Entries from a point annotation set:
####################
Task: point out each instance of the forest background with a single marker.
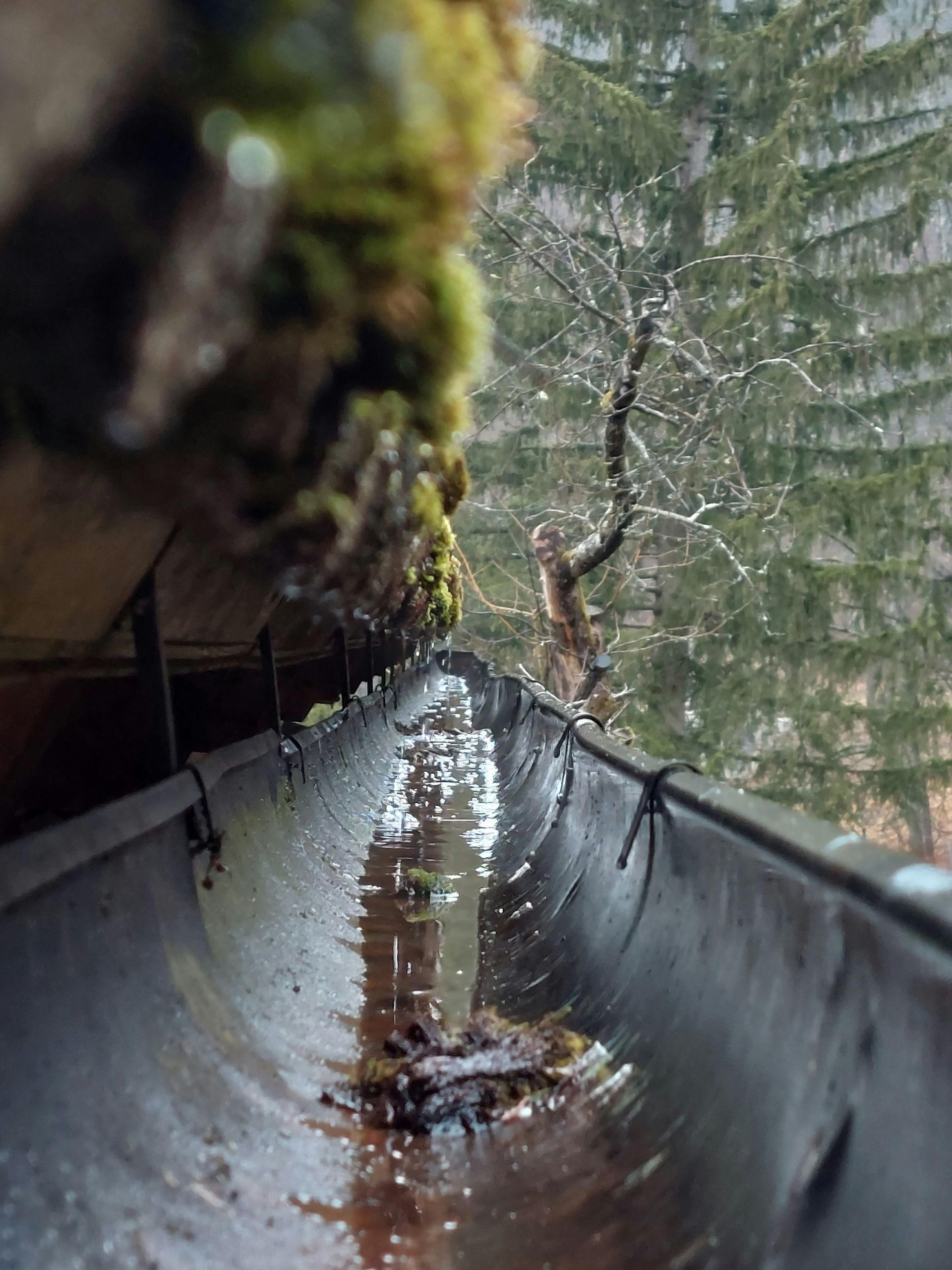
(714, 440)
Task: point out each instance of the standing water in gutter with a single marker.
(546, 1192)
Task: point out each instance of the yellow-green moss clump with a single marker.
(339, 421)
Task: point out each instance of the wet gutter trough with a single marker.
(782, 990)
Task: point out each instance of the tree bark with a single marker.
(573, 661)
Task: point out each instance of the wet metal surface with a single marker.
(574, 1184)
(782, 991)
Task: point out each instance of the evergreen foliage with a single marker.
(771, 182)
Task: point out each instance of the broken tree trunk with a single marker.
(575, 663)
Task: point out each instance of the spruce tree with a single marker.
(770, 181)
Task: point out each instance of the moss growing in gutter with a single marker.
(376, 120)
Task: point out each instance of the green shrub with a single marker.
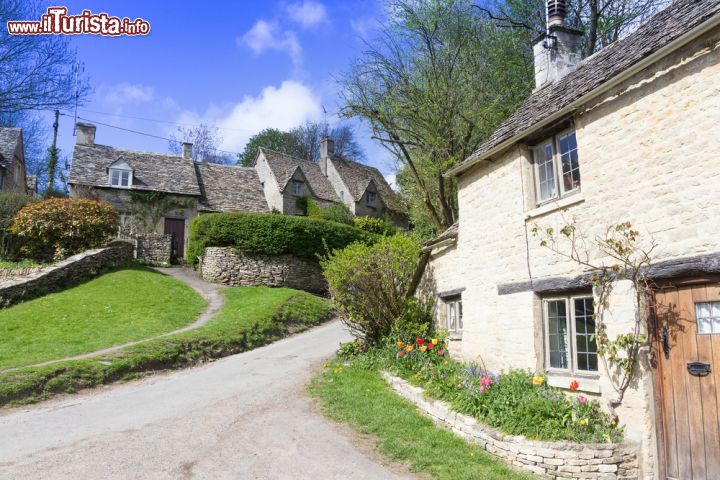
####################
### [Requirement]
Pick out every line in the entries above that contains the word "tree", and copy each one.

### [Output of the task]
Task: point out each instance of the tree bark with a single marker.
Task: point out each instance of the broken tree trunk with a single marker.
Task: point out each instance of the spruce tree with a single marker.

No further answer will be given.